→ WHAT THE TASK REQUIRES
Change "grain silo" to "storage tank" in the lines between the one holding "Objective — one dot per instance of the grain" and the one holding "90], [1187, 75]]", inclusive, and give back only those lines with nothing else altered.

→ TASK MATERIAL

_ _ _ _ _ _ _

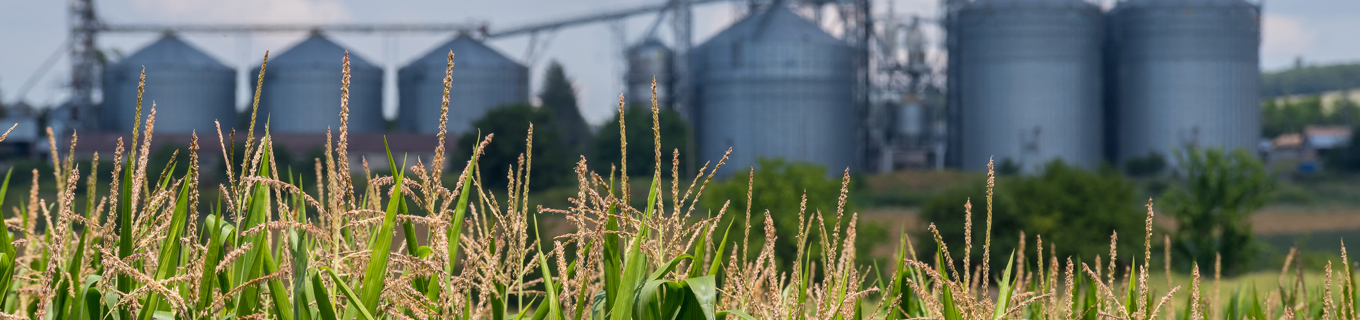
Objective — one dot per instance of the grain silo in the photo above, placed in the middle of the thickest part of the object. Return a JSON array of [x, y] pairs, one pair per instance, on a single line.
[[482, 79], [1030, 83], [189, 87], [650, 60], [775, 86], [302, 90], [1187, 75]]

_ _ _ _ _ _ _

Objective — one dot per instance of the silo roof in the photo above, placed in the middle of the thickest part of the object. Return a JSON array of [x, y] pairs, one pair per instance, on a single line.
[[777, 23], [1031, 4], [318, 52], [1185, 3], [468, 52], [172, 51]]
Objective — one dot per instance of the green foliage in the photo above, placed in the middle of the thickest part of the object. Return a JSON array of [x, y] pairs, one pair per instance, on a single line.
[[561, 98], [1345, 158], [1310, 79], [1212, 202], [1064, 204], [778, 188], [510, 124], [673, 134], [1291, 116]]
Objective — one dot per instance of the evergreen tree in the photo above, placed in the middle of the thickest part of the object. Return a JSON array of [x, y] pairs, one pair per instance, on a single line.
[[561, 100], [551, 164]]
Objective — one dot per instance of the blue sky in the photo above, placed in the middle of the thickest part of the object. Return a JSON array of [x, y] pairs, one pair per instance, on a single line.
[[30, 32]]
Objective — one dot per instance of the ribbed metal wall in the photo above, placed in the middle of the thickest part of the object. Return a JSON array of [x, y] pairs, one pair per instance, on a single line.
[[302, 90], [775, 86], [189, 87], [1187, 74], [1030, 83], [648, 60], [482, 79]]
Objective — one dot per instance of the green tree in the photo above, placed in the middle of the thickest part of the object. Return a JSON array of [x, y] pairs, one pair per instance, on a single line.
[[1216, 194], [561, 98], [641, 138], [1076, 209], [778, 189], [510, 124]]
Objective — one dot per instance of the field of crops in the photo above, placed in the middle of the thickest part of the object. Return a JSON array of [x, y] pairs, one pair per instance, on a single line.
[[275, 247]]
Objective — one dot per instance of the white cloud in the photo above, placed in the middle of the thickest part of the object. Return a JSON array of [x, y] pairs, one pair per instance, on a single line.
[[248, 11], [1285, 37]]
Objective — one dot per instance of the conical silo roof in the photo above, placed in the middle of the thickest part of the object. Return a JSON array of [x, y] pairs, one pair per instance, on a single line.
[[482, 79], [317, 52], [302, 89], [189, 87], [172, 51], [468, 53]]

_ _ _ _ _ _ _

→ EXERCISE RESPONSE
Objective — one dot per instance of the storage tank in the photo above, placed in the middle of the thickest part of the object. Return a JSON array of [x, y] pairs, one pair per instance, on a single line.
[[482, 79], [1030, 83], [189, 87], [650, 60], [775, 86], [302, 90], [1187, 75]]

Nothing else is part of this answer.